| Given data |
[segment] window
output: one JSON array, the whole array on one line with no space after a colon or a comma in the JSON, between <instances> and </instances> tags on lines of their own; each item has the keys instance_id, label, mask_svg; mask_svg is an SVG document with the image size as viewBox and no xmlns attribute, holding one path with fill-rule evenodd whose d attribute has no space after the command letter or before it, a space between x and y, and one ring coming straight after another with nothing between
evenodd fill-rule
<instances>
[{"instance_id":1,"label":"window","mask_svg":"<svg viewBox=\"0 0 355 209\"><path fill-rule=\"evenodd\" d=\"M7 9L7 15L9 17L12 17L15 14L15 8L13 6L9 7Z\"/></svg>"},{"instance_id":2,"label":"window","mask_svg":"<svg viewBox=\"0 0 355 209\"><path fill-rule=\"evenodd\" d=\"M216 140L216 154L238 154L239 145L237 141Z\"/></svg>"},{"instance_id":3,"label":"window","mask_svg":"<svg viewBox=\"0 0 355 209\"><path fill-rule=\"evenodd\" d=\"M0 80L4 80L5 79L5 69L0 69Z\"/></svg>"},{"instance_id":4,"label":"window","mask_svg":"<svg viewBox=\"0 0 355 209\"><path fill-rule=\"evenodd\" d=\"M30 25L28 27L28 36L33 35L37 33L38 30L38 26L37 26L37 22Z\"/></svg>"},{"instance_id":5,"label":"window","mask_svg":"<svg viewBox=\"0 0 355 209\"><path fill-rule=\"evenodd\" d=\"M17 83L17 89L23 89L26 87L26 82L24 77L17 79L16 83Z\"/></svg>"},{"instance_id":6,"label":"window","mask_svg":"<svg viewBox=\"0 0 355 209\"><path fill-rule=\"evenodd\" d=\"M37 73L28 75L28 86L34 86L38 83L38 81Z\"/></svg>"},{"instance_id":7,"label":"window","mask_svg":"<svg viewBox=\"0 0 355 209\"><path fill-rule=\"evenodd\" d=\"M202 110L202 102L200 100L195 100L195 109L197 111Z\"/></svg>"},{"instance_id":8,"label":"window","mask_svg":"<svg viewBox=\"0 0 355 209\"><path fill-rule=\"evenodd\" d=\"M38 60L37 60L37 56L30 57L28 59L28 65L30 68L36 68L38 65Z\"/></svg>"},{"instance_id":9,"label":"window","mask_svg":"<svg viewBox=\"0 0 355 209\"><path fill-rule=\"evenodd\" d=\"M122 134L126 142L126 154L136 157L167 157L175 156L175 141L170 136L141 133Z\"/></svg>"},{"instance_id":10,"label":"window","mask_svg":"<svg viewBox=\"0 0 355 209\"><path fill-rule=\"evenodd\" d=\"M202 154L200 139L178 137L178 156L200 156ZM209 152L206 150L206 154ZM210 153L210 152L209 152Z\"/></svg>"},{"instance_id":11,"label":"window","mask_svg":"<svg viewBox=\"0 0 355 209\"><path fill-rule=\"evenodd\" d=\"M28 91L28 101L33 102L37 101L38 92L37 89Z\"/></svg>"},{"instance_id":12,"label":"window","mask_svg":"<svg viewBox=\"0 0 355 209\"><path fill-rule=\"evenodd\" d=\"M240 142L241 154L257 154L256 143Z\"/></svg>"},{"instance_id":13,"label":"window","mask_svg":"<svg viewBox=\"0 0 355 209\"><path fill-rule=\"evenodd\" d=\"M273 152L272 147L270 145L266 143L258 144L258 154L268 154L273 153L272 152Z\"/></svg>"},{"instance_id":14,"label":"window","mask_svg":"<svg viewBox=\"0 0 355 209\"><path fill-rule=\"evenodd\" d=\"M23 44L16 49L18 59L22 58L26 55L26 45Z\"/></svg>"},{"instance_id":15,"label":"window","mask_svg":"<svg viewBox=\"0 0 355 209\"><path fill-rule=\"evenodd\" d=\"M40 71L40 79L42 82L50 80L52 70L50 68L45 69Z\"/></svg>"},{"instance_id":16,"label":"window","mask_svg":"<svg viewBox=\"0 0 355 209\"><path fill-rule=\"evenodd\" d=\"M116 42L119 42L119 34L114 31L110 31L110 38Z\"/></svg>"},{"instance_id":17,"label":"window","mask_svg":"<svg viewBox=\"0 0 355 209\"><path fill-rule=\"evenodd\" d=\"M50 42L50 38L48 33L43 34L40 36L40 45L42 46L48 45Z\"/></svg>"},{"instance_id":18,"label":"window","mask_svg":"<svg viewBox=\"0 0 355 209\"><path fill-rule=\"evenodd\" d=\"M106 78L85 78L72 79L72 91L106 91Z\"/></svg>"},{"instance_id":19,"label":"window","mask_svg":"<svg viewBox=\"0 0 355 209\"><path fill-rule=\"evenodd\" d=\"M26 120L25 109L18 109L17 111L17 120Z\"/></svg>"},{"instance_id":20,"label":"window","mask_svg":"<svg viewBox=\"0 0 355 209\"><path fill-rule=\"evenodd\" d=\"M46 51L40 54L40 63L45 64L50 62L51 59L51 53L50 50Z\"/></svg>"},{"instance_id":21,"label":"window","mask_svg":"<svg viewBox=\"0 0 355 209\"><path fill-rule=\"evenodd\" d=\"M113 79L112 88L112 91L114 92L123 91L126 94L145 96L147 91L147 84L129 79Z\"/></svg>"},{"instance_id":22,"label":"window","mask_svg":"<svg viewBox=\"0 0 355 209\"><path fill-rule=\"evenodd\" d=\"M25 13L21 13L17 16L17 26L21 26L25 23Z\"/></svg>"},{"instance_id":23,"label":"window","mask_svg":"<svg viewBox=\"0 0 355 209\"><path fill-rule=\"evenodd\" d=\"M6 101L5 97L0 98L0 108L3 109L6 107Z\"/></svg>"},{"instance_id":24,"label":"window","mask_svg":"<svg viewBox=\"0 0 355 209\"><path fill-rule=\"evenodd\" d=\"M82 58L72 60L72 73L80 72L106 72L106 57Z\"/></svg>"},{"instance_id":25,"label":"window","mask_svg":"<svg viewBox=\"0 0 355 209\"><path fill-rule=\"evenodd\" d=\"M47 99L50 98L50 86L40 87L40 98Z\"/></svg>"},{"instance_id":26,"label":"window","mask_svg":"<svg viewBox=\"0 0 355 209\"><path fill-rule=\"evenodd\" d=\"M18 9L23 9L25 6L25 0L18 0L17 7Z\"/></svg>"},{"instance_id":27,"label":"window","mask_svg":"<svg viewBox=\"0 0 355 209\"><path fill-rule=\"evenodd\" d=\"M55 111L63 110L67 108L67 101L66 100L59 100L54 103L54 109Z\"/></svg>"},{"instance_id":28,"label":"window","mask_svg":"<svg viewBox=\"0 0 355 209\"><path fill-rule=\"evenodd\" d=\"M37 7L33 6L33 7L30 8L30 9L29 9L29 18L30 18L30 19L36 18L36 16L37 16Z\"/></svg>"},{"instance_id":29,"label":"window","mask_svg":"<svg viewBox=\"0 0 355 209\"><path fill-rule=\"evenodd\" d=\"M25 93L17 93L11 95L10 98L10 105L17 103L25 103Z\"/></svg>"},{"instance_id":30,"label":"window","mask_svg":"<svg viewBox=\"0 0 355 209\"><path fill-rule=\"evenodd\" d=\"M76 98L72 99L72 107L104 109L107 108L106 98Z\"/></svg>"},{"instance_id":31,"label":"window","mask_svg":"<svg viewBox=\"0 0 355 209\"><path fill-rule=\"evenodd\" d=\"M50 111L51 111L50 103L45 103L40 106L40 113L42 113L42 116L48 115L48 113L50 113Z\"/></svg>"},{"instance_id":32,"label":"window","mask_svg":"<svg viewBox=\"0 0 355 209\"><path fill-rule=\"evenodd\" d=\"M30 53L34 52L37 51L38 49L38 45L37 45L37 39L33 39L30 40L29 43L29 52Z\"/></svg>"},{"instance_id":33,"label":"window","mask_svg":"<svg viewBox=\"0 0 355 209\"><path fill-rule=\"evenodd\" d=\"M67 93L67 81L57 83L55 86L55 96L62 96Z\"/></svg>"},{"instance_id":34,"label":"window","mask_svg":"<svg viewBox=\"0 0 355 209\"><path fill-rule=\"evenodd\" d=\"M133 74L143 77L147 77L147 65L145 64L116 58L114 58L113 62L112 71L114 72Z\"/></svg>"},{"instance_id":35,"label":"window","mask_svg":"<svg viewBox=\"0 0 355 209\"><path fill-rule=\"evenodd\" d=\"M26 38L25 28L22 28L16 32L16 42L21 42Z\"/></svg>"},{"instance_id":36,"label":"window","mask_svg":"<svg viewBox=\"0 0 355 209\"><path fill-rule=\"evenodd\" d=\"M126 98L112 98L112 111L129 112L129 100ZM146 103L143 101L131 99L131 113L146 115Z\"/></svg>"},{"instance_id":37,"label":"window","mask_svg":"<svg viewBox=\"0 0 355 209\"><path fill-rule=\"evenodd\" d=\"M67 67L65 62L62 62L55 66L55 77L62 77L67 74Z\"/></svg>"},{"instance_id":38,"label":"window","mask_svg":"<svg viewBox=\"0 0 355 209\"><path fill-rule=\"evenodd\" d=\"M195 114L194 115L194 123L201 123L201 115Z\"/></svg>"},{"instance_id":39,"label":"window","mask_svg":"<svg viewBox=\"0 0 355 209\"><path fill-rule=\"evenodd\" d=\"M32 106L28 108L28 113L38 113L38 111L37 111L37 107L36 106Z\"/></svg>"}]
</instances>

| Your task |
Pick out and copy every line of the material that contains the word "instances".

| Response to the task |
output: one JSON array, the whole array on one line with no space after a colon or a comma in the JSON, between <instances> and </instances> tags on lines of their own; each item has the keys instance_id, label, mask_svg; mask_svg is an SVG document with the image size as viewBox and no xmlns attribute, holding one path with fill-rule evenodd whose d attribute has no space after the command letter or before it, a space between x and y, and one ring coming straight after another with nothing between
<instances>
</instances>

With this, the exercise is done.